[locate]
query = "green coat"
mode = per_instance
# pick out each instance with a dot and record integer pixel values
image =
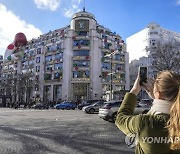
(149, 129)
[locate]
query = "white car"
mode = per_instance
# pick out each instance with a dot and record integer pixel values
(110, 109)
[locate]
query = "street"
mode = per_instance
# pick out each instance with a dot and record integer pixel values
(27, 131)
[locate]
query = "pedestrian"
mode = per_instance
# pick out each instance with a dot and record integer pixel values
(158, 131)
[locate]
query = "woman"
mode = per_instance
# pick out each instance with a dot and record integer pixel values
(158, 131)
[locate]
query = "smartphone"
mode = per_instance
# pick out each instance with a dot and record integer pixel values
(143, 74)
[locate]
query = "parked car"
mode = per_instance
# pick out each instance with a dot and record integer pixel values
(110, 109)
(40, 106)
(86, 103)
(93, 107)
(65, 105)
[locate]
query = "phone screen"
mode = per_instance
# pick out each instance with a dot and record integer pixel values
(143, 74)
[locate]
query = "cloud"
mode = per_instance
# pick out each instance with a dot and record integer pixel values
(10, 25)
(47, 4)
(71, 8)
(68, 7)
(178, 2)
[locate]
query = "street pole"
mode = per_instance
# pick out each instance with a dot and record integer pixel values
(111, 87)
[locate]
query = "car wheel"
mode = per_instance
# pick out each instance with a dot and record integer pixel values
(91, 111)
(114, 117)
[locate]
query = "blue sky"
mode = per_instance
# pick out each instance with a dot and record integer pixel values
(126, 17)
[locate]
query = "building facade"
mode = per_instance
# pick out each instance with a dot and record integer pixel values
(137, 45)
(150, 36)
(81, 61)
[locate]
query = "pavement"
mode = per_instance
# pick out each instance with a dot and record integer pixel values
(26, 131)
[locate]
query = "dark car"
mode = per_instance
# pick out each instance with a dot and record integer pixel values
(93, 108)
(86, 103)
(65, 105)
(40, 106)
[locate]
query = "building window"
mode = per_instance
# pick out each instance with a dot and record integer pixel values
(48, 58)
(106, 66)
(36, 87)
(81, 63)
(58, 75)
(81, 74)
(59, 57)
(81, 52)
(47, 76)
(37, 59)
(81, 42)
(48, 67)
(58, 66)
(37, 68)
(83, 33)
(39, 51)
(106, 77)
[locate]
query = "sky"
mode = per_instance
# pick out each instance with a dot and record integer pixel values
(125, 17)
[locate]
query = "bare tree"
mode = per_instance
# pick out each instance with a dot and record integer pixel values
(165, 56)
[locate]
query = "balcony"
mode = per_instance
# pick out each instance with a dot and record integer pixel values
(81, 58)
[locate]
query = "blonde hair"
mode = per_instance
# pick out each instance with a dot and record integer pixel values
(168, 84)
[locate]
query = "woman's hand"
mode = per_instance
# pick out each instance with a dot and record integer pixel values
(149, 86)
(136, 87)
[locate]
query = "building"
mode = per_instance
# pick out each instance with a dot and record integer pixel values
(152, 34)
(136, 47)
(83, 60)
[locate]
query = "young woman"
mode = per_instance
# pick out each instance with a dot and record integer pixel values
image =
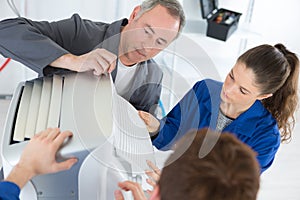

Work required: Filter the listing above and copy every line that holds the string "woman", with case counting.

Expected answer:
query = "woman"
query = "woman's hand"
query = "young woman"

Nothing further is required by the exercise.